- [Cosa fare]: Riporta il brano fornito partendo da "Qualunque sia la" e proseguendo fino a "il pretesto.", sostituendo "ostacoli" con "imprevisti".

- [Brano fornito]:
Qualunque sia la reazione a ciò che
ci accade è certo che la vita si muove fra i suoi ostacoli a zig zag.
È difficile, se non si è attenti, confondere la scusa con
il pretesto.
Azione e reazione
si susseguono come i secchi di un mulino che se non stai attento ti afferra
pinzandoti per il bordo dei pantaloni e ti frantuma con il suo peso.
È così.
La
sofferenza lascia il segno, la sofferenza ci divora.
Gli
“animali” feriti mordono se ti avvicini; lo fanno per proteggersi.
Le persone
aggredite si allontanano per difendersi e se nel contatto sono state ferite
morderanno a loro volta.
È un circolo vizioso.
Solo
da Adulti possiamo compiere una scelta per salvaguardare il gruppo di
appartenenza.
Già,
ma quando si diventa adulti?
Quando una bambina diventa donna,
qual è il dettaglio che ci permette di comprendere che il passaggio sia
avvenuto?
Possiamo
permettere al dolore di farci crescere senza annientarci?
L’indifferenza
ci protegge davvero da chi o cosa vuole uccidere i nostri sogni?
Possiamo
trasformare il cinismo in lezione e con l’insegnamento essere di esempio?

[Voci di annotazione con coordinate]
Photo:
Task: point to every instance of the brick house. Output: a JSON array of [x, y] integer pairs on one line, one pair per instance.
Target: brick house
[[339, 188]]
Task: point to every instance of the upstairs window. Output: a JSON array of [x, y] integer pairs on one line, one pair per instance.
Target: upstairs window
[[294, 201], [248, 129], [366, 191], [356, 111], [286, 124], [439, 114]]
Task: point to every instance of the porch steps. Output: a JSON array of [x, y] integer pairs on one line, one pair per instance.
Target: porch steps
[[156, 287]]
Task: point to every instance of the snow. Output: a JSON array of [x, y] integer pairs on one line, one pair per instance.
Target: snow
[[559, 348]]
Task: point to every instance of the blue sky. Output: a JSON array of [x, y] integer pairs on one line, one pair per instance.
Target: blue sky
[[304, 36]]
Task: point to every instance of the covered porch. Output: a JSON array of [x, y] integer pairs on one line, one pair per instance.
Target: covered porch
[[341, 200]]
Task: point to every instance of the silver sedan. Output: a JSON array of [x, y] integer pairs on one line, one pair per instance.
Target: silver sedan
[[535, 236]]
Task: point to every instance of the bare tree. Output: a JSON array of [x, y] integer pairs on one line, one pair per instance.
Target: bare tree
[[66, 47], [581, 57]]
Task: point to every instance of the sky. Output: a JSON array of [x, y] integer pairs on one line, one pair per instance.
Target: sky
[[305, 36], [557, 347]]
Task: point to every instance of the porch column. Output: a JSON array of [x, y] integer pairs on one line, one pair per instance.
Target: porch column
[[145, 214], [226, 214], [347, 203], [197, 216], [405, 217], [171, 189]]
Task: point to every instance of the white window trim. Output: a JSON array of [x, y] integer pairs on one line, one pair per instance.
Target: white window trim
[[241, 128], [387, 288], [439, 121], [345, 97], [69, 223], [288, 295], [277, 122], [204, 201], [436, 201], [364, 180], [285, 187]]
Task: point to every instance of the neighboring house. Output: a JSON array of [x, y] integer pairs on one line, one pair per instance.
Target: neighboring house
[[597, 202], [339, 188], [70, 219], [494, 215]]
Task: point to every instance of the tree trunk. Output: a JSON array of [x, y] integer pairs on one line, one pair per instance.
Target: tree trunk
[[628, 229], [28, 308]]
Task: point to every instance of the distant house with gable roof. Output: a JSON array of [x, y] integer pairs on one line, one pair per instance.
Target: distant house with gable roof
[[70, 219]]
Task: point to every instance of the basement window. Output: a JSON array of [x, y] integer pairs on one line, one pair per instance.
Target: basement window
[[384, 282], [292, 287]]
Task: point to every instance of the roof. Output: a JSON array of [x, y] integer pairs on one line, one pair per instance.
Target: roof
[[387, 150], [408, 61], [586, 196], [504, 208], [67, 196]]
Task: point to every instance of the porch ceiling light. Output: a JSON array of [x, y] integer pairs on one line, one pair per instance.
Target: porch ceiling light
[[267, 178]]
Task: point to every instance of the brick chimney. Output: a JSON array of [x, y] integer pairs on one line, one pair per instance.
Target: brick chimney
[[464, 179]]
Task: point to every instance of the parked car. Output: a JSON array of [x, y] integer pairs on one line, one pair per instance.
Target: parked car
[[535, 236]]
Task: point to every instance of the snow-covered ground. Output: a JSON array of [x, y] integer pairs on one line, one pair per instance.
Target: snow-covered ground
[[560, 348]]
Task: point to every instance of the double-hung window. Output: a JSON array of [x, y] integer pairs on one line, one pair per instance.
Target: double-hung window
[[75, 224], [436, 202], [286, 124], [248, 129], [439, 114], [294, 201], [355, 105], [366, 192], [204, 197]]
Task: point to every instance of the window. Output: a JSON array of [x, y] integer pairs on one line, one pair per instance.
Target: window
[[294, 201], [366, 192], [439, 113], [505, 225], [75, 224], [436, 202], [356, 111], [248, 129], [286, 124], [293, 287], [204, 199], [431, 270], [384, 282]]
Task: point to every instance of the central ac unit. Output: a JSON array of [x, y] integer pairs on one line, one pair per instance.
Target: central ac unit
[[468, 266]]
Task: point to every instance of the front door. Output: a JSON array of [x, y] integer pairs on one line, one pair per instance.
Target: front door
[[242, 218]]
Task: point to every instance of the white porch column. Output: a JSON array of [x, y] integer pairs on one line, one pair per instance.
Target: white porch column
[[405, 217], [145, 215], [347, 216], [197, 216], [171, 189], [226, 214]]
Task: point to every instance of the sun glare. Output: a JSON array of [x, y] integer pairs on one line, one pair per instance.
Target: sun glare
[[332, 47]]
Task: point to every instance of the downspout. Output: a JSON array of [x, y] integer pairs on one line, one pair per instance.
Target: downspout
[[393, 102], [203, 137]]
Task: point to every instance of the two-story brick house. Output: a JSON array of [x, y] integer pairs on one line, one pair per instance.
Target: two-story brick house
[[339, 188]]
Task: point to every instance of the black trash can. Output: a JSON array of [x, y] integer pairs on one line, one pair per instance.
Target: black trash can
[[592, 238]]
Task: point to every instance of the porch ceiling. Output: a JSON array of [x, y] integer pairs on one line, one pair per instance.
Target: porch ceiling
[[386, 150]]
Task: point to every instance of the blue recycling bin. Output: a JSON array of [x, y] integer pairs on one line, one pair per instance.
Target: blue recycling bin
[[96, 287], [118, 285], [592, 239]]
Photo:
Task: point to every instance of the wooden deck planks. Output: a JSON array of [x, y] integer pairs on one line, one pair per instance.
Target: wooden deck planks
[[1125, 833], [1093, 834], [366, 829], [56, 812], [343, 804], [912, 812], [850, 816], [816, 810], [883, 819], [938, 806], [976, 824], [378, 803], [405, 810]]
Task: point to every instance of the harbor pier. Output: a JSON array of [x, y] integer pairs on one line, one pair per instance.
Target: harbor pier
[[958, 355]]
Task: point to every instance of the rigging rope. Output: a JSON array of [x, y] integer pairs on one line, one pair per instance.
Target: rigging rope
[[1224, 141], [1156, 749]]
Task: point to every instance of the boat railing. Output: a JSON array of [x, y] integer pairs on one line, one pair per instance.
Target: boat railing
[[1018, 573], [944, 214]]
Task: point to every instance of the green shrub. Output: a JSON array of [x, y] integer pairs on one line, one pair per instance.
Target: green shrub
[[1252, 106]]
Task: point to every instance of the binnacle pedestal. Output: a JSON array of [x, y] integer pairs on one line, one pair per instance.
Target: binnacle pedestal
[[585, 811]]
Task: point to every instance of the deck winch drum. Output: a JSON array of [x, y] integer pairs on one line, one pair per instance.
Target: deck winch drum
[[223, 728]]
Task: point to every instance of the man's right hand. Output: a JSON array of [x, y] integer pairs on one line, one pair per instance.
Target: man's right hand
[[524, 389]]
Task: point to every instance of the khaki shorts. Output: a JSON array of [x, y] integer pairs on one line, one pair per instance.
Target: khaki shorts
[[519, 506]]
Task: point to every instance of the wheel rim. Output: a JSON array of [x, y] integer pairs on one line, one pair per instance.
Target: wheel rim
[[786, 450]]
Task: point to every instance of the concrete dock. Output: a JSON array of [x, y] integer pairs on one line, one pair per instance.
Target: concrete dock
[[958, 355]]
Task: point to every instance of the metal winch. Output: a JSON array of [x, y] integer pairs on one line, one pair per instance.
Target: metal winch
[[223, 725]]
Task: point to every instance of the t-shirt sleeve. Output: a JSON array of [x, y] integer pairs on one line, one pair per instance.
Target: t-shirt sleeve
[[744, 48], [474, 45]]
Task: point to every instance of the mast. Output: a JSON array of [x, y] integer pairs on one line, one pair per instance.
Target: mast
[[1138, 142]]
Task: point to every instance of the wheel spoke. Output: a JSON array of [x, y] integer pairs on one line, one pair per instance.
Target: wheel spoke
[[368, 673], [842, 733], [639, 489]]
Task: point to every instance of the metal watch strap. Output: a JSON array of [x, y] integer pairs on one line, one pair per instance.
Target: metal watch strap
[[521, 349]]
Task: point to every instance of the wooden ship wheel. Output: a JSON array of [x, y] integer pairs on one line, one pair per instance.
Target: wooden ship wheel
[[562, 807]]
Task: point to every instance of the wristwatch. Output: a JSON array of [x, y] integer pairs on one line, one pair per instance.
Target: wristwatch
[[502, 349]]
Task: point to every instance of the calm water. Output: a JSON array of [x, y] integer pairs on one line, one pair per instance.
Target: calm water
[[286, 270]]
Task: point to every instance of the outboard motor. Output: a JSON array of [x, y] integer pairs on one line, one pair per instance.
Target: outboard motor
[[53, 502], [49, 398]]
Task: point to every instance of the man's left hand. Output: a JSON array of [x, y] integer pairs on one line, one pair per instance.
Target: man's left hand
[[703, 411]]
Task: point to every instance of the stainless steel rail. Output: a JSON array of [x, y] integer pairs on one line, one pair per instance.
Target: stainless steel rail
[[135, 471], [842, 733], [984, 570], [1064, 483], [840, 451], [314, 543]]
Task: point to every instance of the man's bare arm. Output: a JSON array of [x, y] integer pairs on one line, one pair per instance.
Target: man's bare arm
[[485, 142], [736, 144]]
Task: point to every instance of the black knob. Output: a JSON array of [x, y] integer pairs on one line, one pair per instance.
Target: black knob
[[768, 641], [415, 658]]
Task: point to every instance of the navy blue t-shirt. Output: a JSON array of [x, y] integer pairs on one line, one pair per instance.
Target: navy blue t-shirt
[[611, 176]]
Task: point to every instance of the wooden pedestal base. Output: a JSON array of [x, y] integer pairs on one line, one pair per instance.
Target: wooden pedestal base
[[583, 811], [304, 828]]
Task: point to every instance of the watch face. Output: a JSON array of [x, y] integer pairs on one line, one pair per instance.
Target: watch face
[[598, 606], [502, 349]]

- [Soluzione proposta]:
Qualunque sia la reazione a ciò che
ci accade è certo che la vita si muove fra i suoi imprevisti a zig zag.
È difficile, se non si è attenti, confondere la scusa con
il pretesto.